Start of Provided entries
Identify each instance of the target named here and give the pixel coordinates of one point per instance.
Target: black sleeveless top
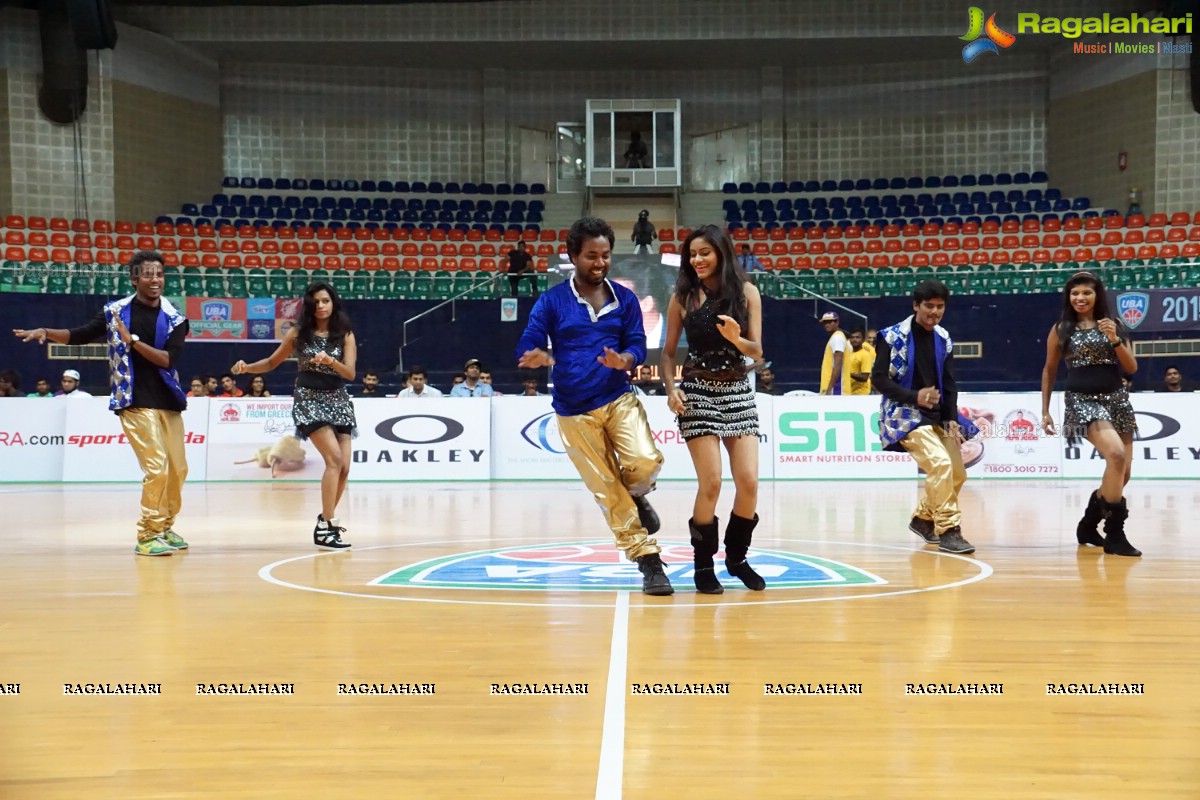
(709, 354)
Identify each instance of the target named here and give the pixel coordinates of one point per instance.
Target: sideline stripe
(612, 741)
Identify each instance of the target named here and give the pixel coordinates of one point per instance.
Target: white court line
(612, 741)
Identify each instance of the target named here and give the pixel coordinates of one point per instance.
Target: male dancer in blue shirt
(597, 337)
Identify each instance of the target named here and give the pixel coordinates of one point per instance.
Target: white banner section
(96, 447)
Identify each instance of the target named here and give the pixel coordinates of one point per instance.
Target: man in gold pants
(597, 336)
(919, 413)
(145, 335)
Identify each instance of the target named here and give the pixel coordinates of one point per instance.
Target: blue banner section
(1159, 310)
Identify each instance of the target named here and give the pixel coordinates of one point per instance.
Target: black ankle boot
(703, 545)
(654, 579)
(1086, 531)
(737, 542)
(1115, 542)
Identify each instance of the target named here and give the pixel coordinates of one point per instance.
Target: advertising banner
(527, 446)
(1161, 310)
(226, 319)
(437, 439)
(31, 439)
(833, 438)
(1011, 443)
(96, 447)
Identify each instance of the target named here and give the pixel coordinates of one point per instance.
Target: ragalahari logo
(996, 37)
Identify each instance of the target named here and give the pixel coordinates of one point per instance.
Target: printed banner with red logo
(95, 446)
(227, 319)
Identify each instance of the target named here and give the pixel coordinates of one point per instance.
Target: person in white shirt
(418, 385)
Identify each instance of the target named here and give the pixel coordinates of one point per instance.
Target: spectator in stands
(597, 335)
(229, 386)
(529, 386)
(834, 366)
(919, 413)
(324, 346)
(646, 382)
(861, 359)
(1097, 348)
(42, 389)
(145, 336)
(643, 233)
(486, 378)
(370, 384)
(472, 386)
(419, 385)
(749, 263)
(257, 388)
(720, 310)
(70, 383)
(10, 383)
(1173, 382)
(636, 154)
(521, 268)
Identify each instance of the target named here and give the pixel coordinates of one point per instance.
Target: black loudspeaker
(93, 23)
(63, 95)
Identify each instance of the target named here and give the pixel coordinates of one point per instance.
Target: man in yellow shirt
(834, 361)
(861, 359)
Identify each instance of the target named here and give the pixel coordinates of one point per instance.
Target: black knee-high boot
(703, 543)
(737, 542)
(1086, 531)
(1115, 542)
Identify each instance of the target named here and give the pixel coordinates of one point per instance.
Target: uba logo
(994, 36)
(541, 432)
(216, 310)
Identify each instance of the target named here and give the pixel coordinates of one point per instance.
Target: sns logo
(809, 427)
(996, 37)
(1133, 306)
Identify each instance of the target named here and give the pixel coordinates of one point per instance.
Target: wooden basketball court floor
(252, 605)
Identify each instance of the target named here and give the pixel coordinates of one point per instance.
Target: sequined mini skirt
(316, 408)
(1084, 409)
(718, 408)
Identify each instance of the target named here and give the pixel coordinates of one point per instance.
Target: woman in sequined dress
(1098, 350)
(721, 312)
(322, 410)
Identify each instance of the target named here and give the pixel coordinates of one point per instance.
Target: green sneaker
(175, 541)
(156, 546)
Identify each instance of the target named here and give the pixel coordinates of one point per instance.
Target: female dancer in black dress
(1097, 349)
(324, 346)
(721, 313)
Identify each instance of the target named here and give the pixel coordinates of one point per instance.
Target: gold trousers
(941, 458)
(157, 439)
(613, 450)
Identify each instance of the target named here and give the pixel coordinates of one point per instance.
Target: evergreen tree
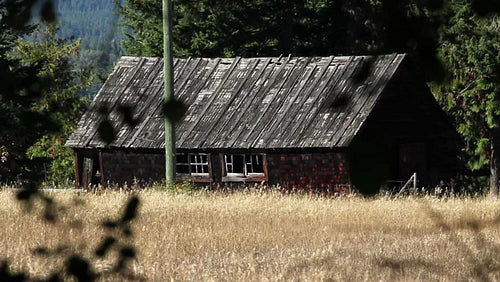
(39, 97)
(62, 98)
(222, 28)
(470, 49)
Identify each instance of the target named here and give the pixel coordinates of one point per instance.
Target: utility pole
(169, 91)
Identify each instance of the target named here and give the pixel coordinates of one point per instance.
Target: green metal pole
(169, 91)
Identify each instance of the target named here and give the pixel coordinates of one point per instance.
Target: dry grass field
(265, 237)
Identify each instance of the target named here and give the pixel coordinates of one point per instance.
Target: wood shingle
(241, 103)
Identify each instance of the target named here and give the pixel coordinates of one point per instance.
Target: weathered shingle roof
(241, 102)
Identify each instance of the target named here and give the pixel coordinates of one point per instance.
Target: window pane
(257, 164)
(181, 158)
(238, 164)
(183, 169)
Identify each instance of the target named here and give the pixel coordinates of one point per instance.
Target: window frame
End of Provided entries
Your objective — I'd like the entries above repeated exactly, but without any of their pictures.

Output for this exercise —
Identify each instance of the target named here and give the pixel coordinates of one point per instance.
Target: black sleeveless top
(709, 354)
Identify each instance of the target named here and give the pixel coordinates of one point per instance.
Target: sideline stripe
(612, 741)
Identify each instance of the target named here and give the pixel coordinates of one point per instance.
Target: white court line
(612, 741)
Identify each instance of the target named here and give the pixel coordinates of one point per instance.
Target: male dancer in blue shirt
(597, 337)
Identify each instance of the target named here and give the pixel coordinates of one point per instance.
Target: white banner section
(96, 447)
Identify each instance of the target named here and give the pixel coordinates of one point per instance.
Target: man in gold pants
(597, 336)
(919, 413)
(145, 335)
Identify each instance of the target named here and give the pixel coordinates of one point per instance.
Target: blue banner section
(1159, 310)
Identify each instance of the target named here and give the pixel coordinates of one point per instance.
Target: black ankle boot
(703, 545)
(654, 579)
(1086, 531)
(737, 542)
(1115, 542)
Identify each instance of the target named here and give the pixel coordinates of one point per instance.
Target: advertising banner
(527, 446)
(1161, 310)
(226, 319)
(437, 439)
(31, 439)
(833, 438)
(1011, 443)
(96, 447)
Identify each instance of the target named here and give the pixel coordinates of one point per instance.
Target: ragalahari logo
(996, 37)
Identify each instance of the target named here and give the pixel coordinates of one point per instance.
Target: printed banner with red logo
(95, 446)
(227, 319)
Identify each instance of the target named here and give the pixel coordinates of one point per instance.
Target: person in white shirt
(418, 385)
Identify each instance of the target named here and give the pixel coordinates of one point per instance.
Target: spectator in stands
(597, 335)
(229, 386)
(529, 386)
(834, 366)
(919, 413)
(324, 346)
(646, 382)
(861, 359)
(1097, 348)
(42, 389)
(145, 336)
(643, 233)
(486, 378)
(370, 384)
(472, 386)
(419, 385)
(749, 263)
(257, 388)
(720, 310)
(70, 383)
(10, 383)
(1173, 382)
(636, 154)
(521, 268)
Identify each instance of the target named here and give the pixel coordinates of one point per instance.
Target: black loudspeaker
(93, 23)
(63, 95)
Identify each instance of the target named here and give the pixel coordinates of one point per instance.
Target: man in yellow shirt
(834, 361)
(861, 359)
Identify each instance of the target named here and give the pixel coordinates of one point per instance.
Target: black knee-high boot
(703, 543)
(737, 542)
(1086, 531)
(1115, 542)
Identify each instance of the target named here and give the pixel coordinates of one point per instance.
Target: uba logo
(994, 36)
(541, 432)
(216, 310)
Identify each instance of the target named here and give the pixel coordinates of one point per instance.
Target: sns logo
(809, 427)
(996, 37)
(1133, 306)
Identify each instance of the target named here and give the pixel coordinates of one point per instance.
Target: wooden basketball court floor
(252, 605)
Identify each instance of the target named here and give the pixel coordinates of one point per instance.
Target: sequined mini skirt
(316, 408)
(1084, 409)
(718, 408)
Identify each instance of the target named here and give the pixel coordinates of one point per instance.
Target: woman in sequined dress
(1098, 350)
(721, 312)
(322, 410)
Identify each instance of the target named here and give the pixel coordinates of one point per instance.
Target: green sneaker
(175, 541)
(156, 546)
Identify each instance of the target named here and give the pixel coordinates of one point per instance.
Target: female dancer in black dress
(1097, 349)
(324, 346)
(721, 313)
Identify each instance of the target named here and give the pixel coordinates of one point per instance.
Target: gold trousers
(941, 458)
(157, 439)
(613, 450)
Identify each instance of the target named here and give the pixel coordinates of one point per instance.
Target: evergreen tree
(39, 97)
(62, 98)
(222, 28)
(470, 49)
Identify each instance of the target named here and give the pixel coordinates of one point per instance.
Target: utility pole
(169, 91)
Identify each instance of the target named here and give the pixel coordinates of one point per instance.
Target: green metal pole
(169, 91)
Identify each instance of the target named here and give the pixel coordinates of one point per instance.
Target: dry grass field
(265, 237)
Identify each instance of the target named here and give the pixel coordinates of one point per instance.
Target: wood shingle
(241, 103)
Identify each instance of the target named here and give the pixel coordinates of one point per instance.
Target: weathered shingle roof
(241, 102)
Identify each instance of the target named here and give the pixel coordinates of one point per instance.
Target: window pane
(257, 164)
(181, 158)
(238, 164)
(183, 169)
Identify each instance of the target named here and give the pixel coordinates of one point per instance.
Target: window frame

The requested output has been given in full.